*** Opening Record extracts ***

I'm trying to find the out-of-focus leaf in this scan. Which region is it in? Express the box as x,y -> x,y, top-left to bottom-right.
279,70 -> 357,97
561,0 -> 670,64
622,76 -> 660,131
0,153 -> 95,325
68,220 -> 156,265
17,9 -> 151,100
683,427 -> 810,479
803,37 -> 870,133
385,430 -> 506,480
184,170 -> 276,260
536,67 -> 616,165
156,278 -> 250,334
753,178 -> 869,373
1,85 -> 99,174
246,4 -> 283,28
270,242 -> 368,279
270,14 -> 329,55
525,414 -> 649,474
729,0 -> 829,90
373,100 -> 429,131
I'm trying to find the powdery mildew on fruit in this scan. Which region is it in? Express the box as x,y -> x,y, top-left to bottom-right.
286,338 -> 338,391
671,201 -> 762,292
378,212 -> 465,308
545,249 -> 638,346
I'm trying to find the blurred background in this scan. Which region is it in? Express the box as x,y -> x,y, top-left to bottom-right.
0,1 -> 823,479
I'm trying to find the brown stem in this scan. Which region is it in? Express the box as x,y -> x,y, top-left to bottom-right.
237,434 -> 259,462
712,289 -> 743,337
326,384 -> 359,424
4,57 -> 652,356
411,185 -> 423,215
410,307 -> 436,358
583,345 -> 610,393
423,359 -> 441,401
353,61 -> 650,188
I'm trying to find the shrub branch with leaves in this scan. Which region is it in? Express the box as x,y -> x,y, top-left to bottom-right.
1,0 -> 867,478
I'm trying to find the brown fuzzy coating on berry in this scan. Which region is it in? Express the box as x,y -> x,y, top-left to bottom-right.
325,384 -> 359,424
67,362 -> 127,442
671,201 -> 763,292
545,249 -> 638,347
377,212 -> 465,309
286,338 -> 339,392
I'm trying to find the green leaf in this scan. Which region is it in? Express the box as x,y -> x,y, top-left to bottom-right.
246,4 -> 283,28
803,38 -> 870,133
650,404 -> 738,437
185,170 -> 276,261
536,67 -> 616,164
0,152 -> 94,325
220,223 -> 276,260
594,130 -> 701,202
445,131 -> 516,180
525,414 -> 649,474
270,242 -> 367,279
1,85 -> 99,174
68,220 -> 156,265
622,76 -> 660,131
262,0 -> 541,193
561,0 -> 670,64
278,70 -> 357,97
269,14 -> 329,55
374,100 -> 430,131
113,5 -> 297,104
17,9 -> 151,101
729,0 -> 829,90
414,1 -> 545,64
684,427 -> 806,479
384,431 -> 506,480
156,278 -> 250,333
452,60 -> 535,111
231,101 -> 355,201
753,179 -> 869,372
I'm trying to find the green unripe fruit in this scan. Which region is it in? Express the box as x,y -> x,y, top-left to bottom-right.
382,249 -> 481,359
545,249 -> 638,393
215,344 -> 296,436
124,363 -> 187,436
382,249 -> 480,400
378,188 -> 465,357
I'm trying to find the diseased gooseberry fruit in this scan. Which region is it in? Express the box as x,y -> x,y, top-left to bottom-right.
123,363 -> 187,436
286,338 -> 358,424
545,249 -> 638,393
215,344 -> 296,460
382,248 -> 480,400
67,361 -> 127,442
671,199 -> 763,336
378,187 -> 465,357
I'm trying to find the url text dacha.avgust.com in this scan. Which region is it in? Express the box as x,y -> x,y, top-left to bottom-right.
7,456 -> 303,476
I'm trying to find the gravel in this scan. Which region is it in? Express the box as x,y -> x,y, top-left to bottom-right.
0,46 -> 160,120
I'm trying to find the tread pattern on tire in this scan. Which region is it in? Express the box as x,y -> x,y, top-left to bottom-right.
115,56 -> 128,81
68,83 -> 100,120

*** Closing Record extracts ***

_What needs to be done:_ Copy, exactly and with nothing added, the lines from the one containing "I'm trying to find the url" through the end of the records.

_Exercise solution:_
I'm trying to find the url text dacha.avgust.com in this scan. Which region is it in? Express the box as x,y -> x,y, top-left to bottom-right.
7,456 -> 303,476
I'm trying to find the gravel in this scan. Which region is it in? Express the box as x,y -> x,y, top-left to bottom-right.
0,46 -> 160,120
I'm trying to find the tread pattern on tire in this scan. Which region is it in? Express the box as x,y -> x,y, top-left to bottom-right.
115,56 -> 128,81
68,83 -> 100,120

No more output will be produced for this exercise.